- [Формулировка задания]
Ответьте по статье о водородной бомбе на три вопроса:
(a) Какое изделие названо важнейшим достижением советской физики?
(b) Сколько бомб мощностью 0,5 млн тонн должны были изготовить в 1956 году?
(c) Сколько водородных бомб и на какую общую мощность намечалось изготовить к 1960 году по пятилетнему плану?

- [Статья]
-*-

Текущая страница: 6 (всего у книги 18 страниц)
«Наша бомба должна быть мощнее!»
В канун Нового года, как обычно, подводились итоги прошедшего. Что греха таить, атомщики, а следовательно и власть, были очень довольны: удалось осуществить важнейший прорыв в обеспечении безопасности страны. Испытание водородной бомбы нового типа – это величайшее достижение отечественной науки. Такого мнения придерживались все, кто знал о нем…
Кстати, и американцы тоже…
А.П. Завенягин, Г.К. Жуков, И.В. Курчатов и П.М. Зернов отмечали:
«Создание изделия РДС-37 с атомным обжатием является важнейшим достижением советской физики.
У нас нет сведений, что американцы владеют процессами, использованными в изделии РДС-37. В литературе не было никаких упоминаний об этом деле. До последнего времени американцы хранили в секрете тот факт, что ни одна мощная бомба не сброшена ими с самолета. Все взрывы водородных бомб, которые они проводили до сих пор, были осуществлены в виде взрывов устройств на земле. Создание водородной бомбы, транспортабельной по габариту и по весу, по-видимому, оказывается для них трудным делом».
Курчатов на прогулке
Руководители атомного и военного ведомства информировали Н.С. Хрущева о том, что в 1956 году будет изготовлено 10 бомб такой же мощности, как и испытанная, а также 10 бомб мощностью 0,5 млн. тонн.
Они также сообщали, что по пятилетнему плану намечалось к 1960 году изготовить 240 водородных бомб на общую мощность 370 млн. тонн тротила. Теперь же, оказывается, появилась возможность сделать водородных бомб в несколько раз больше!

-*-

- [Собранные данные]
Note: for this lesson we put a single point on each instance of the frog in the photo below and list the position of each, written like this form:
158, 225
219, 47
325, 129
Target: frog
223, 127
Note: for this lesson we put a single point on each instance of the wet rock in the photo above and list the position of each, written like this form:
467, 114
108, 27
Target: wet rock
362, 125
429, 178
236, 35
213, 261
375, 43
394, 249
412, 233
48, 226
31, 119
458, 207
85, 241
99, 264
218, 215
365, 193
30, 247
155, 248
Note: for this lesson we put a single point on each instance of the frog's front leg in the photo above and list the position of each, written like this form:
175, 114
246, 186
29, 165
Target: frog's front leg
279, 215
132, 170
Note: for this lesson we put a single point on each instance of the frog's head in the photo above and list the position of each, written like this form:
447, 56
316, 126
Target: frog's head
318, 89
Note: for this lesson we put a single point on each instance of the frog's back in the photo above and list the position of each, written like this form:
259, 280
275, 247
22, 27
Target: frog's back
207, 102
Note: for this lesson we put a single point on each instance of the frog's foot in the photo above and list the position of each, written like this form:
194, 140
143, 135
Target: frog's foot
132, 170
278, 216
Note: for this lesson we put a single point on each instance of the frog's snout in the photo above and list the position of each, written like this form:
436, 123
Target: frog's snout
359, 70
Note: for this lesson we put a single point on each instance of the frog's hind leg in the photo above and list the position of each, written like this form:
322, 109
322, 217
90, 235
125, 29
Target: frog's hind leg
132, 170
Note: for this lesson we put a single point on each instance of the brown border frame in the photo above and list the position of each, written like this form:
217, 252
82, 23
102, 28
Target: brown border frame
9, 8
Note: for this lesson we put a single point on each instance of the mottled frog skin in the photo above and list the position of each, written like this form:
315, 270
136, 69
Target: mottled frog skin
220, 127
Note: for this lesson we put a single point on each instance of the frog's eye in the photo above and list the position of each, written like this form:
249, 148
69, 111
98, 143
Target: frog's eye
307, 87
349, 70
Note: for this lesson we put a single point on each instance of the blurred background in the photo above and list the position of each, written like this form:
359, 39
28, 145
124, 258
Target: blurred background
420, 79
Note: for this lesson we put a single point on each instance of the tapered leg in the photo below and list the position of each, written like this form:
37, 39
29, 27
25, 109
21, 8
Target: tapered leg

-*-

- [Ответ]
(a) Важнейшим достижением советской физики названо изделие РДС-37 с атомным обжатием.
(b) В 1956 году должны были изготовить 10 бомб мощностью 0,5 млн тонн.
(c) По пятилетнему плану к 1960 году намечалось изготовить 240 водородных бомб общей мощностью 370 млн тонн тротила.